## WORK INSTRUCTIONS
Rewrite the entries below, changing each occurrence of "even-odd fill" to "nonzero fill" and keeping everything else the same.

## EXTRACTED INFORMATION
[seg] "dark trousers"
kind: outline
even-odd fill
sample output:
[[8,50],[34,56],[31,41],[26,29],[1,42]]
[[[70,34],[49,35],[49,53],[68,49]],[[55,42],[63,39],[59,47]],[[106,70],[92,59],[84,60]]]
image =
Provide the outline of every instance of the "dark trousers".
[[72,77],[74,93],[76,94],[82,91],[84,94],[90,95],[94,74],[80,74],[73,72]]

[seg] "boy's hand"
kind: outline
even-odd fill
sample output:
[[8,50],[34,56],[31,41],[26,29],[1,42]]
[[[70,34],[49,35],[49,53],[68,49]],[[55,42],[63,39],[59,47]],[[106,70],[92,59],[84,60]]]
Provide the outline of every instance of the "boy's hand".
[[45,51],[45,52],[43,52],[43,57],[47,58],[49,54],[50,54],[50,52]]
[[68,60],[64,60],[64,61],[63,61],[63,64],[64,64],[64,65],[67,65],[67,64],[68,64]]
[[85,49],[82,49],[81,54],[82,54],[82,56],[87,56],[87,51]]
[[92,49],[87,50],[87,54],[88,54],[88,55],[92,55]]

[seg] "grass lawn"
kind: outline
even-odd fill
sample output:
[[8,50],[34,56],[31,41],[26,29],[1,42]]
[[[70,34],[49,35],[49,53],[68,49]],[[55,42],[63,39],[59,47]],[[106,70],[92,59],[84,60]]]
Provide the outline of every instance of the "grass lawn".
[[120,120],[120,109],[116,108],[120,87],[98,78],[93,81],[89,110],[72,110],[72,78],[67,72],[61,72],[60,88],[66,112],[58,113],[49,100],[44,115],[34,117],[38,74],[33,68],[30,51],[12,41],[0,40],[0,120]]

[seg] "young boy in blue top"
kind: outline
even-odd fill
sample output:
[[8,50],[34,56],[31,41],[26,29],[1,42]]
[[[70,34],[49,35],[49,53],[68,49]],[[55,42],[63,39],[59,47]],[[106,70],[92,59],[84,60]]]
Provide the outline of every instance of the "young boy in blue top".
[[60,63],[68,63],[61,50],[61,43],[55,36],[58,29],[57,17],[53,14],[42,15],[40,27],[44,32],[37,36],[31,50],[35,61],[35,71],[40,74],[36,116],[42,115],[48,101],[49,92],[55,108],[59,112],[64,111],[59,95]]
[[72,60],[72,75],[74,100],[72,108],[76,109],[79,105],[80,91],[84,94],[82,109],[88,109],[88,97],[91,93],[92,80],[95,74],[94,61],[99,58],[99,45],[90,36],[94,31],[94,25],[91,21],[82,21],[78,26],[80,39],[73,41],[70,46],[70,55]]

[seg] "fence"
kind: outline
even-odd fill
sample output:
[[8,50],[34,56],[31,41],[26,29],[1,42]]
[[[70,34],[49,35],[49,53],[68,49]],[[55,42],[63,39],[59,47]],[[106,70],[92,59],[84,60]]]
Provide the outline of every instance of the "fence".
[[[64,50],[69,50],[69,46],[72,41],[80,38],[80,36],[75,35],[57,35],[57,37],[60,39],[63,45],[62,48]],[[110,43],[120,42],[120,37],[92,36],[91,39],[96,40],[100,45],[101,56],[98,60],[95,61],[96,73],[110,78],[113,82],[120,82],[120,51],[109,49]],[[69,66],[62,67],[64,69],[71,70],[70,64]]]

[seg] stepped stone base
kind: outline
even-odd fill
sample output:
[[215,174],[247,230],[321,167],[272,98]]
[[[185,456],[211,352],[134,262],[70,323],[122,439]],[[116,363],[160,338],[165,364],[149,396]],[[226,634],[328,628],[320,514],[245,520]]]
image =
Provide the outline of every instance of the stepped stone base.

## FINAL RESULT
[seg] "dark trousers"
kind: outline
nonzero fill
sample output:
[[8,50],[34,56],[31,41],[26,29],[1,42]]
[[[70,34],[49,35],[49,53],[68,49]],[[55,42],[63,39],[59,47]],[[106,70],[92,59],[84,60]]]
image =
Provide the outline of every instance of the "dark trousers".
[[72,77],[74,93],[76,94],[82,91],[84,94],[90,95],[94,74],[80,74],[73,72]]

[seg] "boy's hand"
kind: outline
nonzero fill
sample output:
[[8,50],[34,56],[31,41],[26,29],[1,42]]
[[[70,34],[49,35],[49,53],[68,49]],[[55,42],[63,39],[59,47]],[[106,70],[92,59],[84,60]]]
Provide the outline of every instance of the "boy's hand".
[[45,51],[45,52],[43,52],[43,57],[47,58],[49,54],[50,54],[50,52]]
[[68,60],[64,60],[64,61],[63,61],[63,64],[64,64],[64,65],[67,65],[67,64],[68,64]]
[[85,49],[82,49],[81,54],[82,54],[82,56],[87,56],[87,51]]
[[92,49],[87,50],[87,54],[88,54],[88,55],[92,55]]

[seg] "grass lawn"
kind: outline
nonzero fill
sample output:
[[8,50],[34,56],[31,41],[26,29],[1,42]]
[[[70,34],[49,35],[49,53],[68,49]],[[55,42],[63,39],[59,47]],[[106,70],[92,59],[84,60]]]
Provide the outline of every instance of the "grass lawn".
[[120,120],[120,109],[116,108],[120,87],[98,78],[93,81],[89,110],[72,110],[72,78],[67,72],[61,72],[60,88],[66,112],[58,113],[49,100],[44,115],[34,117],[38,74],[33,68],[30,51],[12,41],[0,40],[0,120]]

[seg] "young boy in blue top"
kind: outline
nonzero fill
sample output:
[[8,50],[34,56],[31,41],[26,29],[1,42]]
[[[70,34],[49,35],[49,53],[68,49]],[[55,42],[63,39],[59,47]],[[106,70],[92,59],[84,60]]]
Provide the outline of every instance of the "young boy in blue top".
[[60,63],[68,63],[61,50],[61,43],[55,36],[58,29],[57,17],[53,14],[42,15],[40,27],[44,32],[37,36],[31,50],[35,61],[35,71],[40,74],[36,116],[42,115],[48,101],[49,92],[55,108],[59,112],[64,111],[59,95]]
[[72,60],[72,75],[74,100],[72,108],[76,109],[79,105],[80,91],[84,94],[82,109],[88,109],[88,97],[91,93],[92,80],[95,74],[94,61],[99,58],[99,45],[90,36],[94,31],[94,25],[91,21],[82,21],[78,26],[80,39],[73,41],[70,46],[70,55]]

[seg] "fence"
kind: outline
nonzero fill
sample output:
[[8,50],[34,56],[31,41],[26,29],[1,42]]
[[[70,34],[49,35],[49,53],[68,49]],[[55,42],[63,39],[59,47]],[[106,70],[92,59],[84,60]]]
Provide the outline of every instance of the "fence".
[[[64,50],[69,50],[69,46],[72,41],[80,38],[80,36],[75,35],[57,35],[57,37],[60,39],[63,45],[62,48]],[[110,43],[120,42],[120,37],[92,36],[91,39],[96,40],[100,45],[101,56],[98,60],[95,61],[96,73],[110,78],[113,82],[120,82],[120,51],[109,49]],[[69,66],[62,67],[64,69],[71,70],[70,64]]]

[seg] stepped stone base
kind: outline
nonzero fill
sample output:
[[215,174],[247,230],[321,167],[272,98]]
[[[185,456],[211,352],[134,262],[70,323],[122,439]],[[116,363],[160,338],[165,364],[149,396]],[[226,634],[328,628],[320,514],[245,520]]]
image =
Provide the outline of every instance of the stepped stone base.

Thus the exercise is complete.